What you are asked to do →
Count how many lines in the data hold "tire". Only the number.

Data supplied →
>>>

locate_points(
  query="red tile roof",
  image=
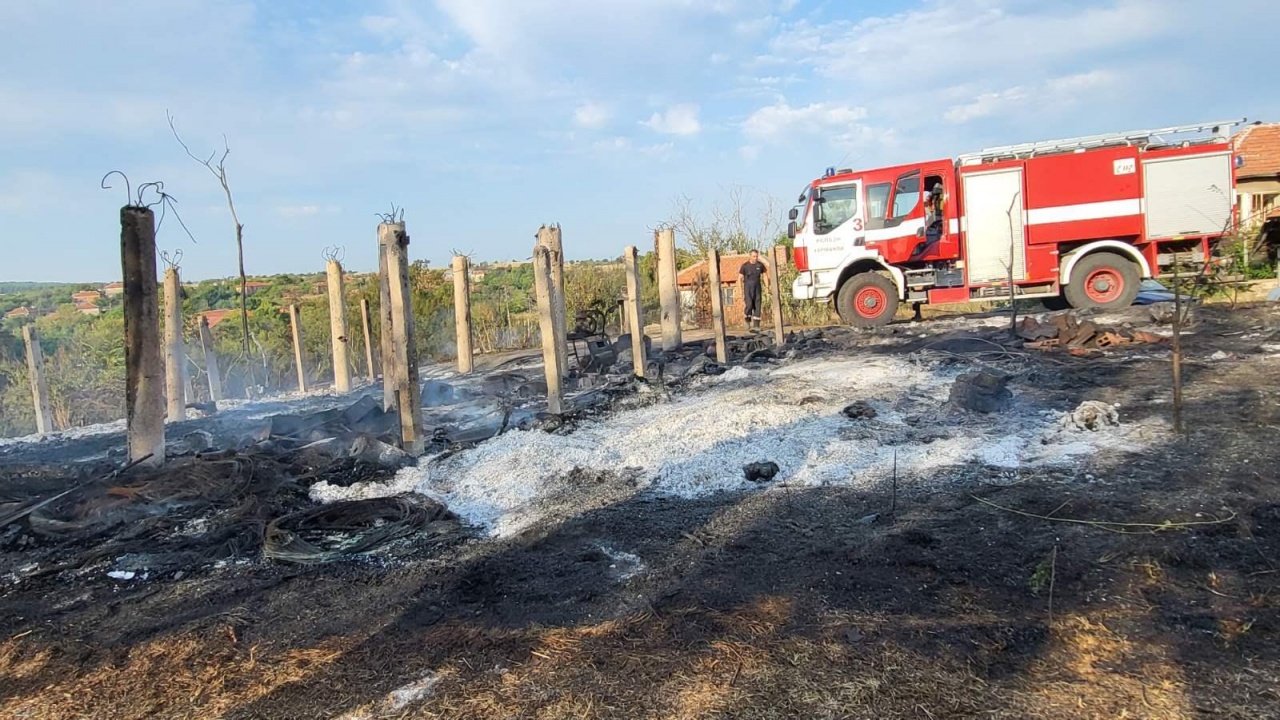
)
(1260, 147)
(730, 265)
(215, 317)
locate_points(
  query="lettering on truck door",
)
(837, 222)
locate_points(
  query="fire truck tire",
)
(1102, 281)
(867, 300)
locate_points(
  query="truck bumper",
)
(803, 286)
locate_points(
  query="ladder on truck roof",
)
(1142, 139)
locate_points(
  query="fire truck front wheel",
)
(1102, 281)
(867, 300)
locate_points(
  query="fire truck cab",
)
(1075, 222)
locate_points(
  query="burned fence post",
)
(462, 311)
(544, 287)
(215, 378)
(369, 340)
(407, 391)
(338, 327)
(39, 387)
(144, 361)
(296, 323)
(551, 238)
(384, 315)
(668, 291)
(174, 352)
(776, 295)
(717, 305)
(634, 310)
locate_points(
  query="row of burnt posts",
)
(155, 364)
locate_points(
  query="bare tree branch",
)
(219, 172)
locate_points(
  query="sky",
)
(488, 118)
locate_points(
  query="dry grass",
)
(173, 677)
(760, 660)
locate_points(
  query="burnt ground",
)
(1137, 588)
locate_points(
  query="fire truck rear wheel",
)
(1104, 281)
(867, 300)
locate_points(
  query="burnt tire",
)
(1055, 304)
(867, 300)
(1102, 281)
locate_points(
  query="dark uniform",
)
(753, 274)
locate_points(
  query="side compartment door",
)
(837, 223)
(996, 219)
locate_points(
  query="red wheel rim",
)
(871, 302)
(1104, 285)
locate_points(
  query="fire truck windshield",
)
(839, 204)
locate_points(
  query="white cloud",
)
(967, 39)
(679, 119)
(305, 210)
(592, 115)
(840, 124)
(616, 145)
(1051, 96)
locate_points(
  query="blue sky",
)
(488, 118)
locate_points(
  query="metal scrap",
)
(343, 529)
(1079, 337)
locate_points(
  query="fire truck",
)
(1075, 222)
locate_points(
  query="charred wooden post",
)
(39, 387)
(717, 305)
(668, 291)
(338, 327)
(384, 314)
(551, 238)
(144, 360)
(544, 287)
(369, 340)
(408, 392)
(634, 310)
(776, 295)
(296, 323)
(462, 311)
(174, 352)
(215, 378)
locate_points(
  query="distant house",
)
(695, 274)
(1257, 176)
(215, 317)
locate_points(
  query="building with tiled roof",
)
(214, 317)
(695, 274)
(1257, 173)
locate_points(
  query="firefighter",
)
(752, 274)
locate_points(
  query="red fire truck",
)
(1077, 222)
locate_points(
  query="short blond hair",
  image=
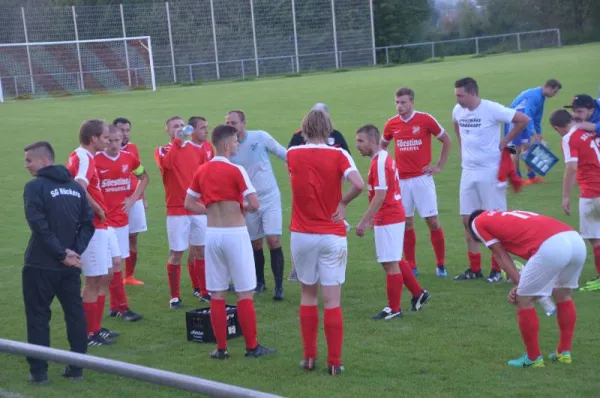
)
(317, 125)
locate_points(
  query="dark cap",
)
(582, 101)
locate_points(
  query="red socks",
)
(439, 245)
(89, 309)
(529, 325)
(566, 316)
(130, 263)
(475, 262)
(174, 274)
(597, 258)
(409, 278)
(309, 326)
(247, 316)
(495, 266)
(218, 320)
(99, 314)
(410, 247)
(394, 290)
(334, 334)
(118, 297)
(200, 271)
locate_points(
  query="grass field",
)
(457, 346)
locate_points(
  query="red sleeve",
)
(388, 133)
(481, 227)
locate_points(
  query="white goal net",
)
(45, 69)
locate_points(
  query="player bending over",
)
(582, 156)
(222, 187)
(555, 255)
(318, 234)
(412, 131)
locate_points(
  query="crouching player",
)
(555, 255)
(222, 186)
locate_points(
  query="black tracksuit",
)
(60, 218)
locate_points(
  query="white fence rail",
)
(160, 377)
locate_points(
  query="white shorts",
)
(96, 257)
(389, 242)
(557, 264)
(229, 256)
(266, 221)
(319, 258)
(137, 218)
(589, 218)
(419, 192)
(186, 230)
(479, 190)
(121, 234)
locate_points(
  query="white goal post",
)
(44, 69)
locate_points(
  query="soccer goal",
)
(45, 69)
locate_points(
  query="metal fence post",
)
(212, 15)
(28, 52)
(78, 50)
(254, 36)
(337, 61)
(295, 36)
(125, 43)
(373, 32)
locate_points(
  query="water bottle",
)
(186, 131)
(548, 305)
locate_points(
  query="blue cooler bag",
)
(539, 158)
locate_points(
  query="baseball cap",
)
(582, 101)
(319, 106)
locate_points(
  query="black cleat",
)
(72, 372)
(419, 301)
(219, 354)
(278, 294)
(309, 364)
(335, 370)
(260, 288)
(259, 351)
(467, 275)
(40, 378)
(495, 276)
(387, 314)
(107, 334)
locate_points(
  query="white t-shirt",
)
(480, 131)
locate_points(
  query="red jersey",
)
(316, 173)
(583, 148)
(115, 179)
(132, 148)
(219, 181)
(81, 165)
(520, 232)
(383, 175)
(413, 141)
(178, 161)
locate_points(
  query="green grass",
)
(457, 346)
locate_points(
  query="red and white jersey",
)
(413, 141)
(520, 232)
(178, 161)
(81, 165)
(383, 175)
(115, 174)
(132, 148)
(220, 181)
(316, 173)
(583, 148)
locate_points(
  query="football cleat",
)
(419, 301)
(387, 314)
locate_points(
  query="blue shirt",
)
(531, 102)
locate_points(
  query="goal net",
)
(61, 68)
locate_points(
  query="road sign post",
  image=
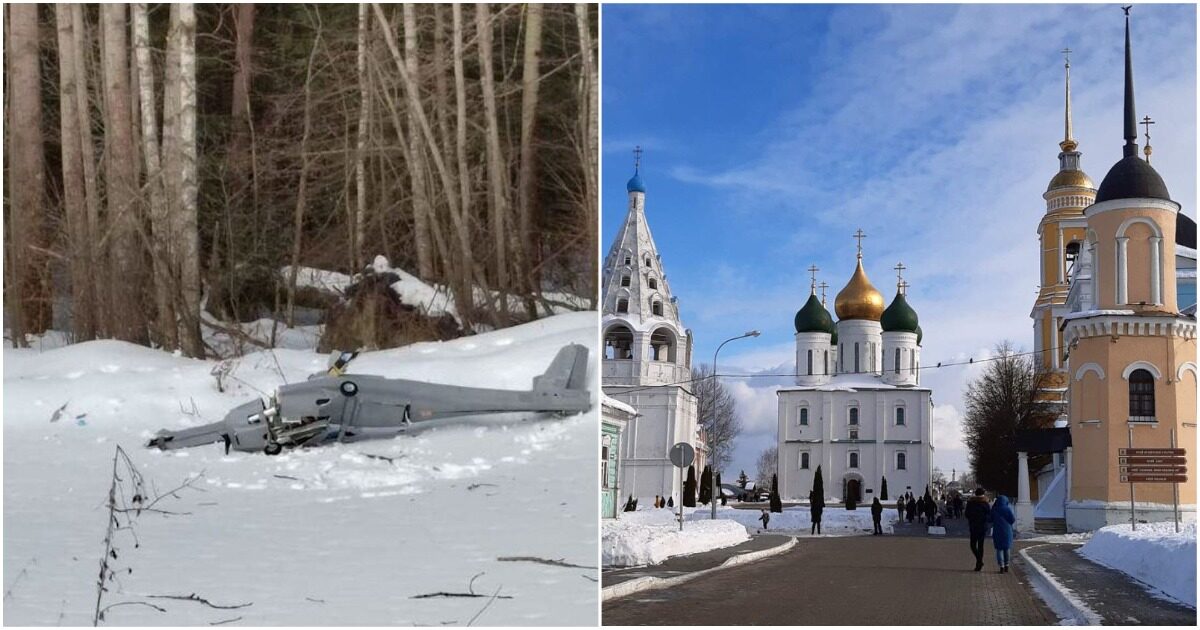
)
(682, 455)
(1153, 466)
(1175, 491)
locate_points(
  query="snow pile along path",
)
(834, 521)
(651, 537)
(1153, 553)
(345, 534)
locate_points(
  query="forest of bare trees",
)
(165, 163)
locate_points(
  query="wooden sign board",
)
(1153, 469)
(1153, 479)
(1152, 453)
(1152, 461)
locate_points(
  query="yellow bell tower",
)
(1061, 234)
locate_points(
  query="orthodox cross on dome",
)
(1068, 143)
(1146, 123)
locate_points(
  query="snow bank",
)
(834, 521)
(1153, 553)
(345, 534)
(652, 535)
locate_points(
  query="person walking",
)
(816, 505)
(978, 513)
(1002, 520)
(877, 516)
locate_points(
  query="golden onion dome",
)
(1071, 178)
(859, 299)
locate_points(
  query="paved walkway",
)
(846, 581)
(1115, 597)
(691, 563)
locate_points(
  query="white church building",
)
(857, 408)
(647, 361)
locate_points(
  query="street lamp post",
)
(712, 466)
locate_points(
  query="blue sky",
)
(773, 132)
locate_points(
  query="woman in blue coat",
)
(1002, 520)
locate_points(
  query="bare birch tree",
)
(126, 317)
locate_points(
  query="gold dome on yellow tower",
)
(859, 299)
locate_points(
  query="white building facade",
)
(647, 361)
(858, 411)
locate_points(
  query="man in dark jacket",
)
(977, 513)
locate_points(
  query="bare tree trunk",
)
(73, 196)
(360, 177)
(159, 219)
(93, 255)
(421, 209)
(496, 179)
(187, 239)
(527, 190)
(28, 294)
(301, 192)
(589, 121)
(127, 316)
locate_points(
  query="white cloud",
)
(934, 129)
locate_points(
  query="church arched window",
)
(1141, 395)
(663, 346)
(618, 342)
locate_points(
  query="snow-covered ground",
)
(652, 535)
(1153, 553)
(333, 535)
(834, 521)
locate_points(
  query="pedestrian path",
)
(846, 581)
(693, 563)
(1111, 595)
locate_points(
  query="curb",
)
(1059, 598)
(651, 582)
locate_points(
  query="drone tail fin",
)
(569, 370)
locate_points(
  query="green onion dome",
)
(814, 317)
(899, 317)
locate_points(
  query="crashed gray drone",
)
(339, 407)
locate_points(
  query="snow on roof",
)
(1097, 312)
(613, 403)
(850, 383)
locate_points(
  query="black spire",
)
(1131, 118)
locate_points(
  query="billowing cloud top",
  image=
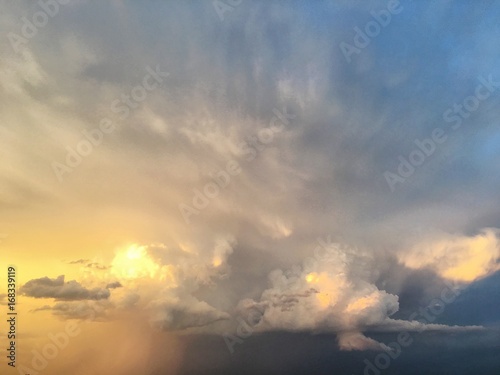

<<<

Exercise solution →
2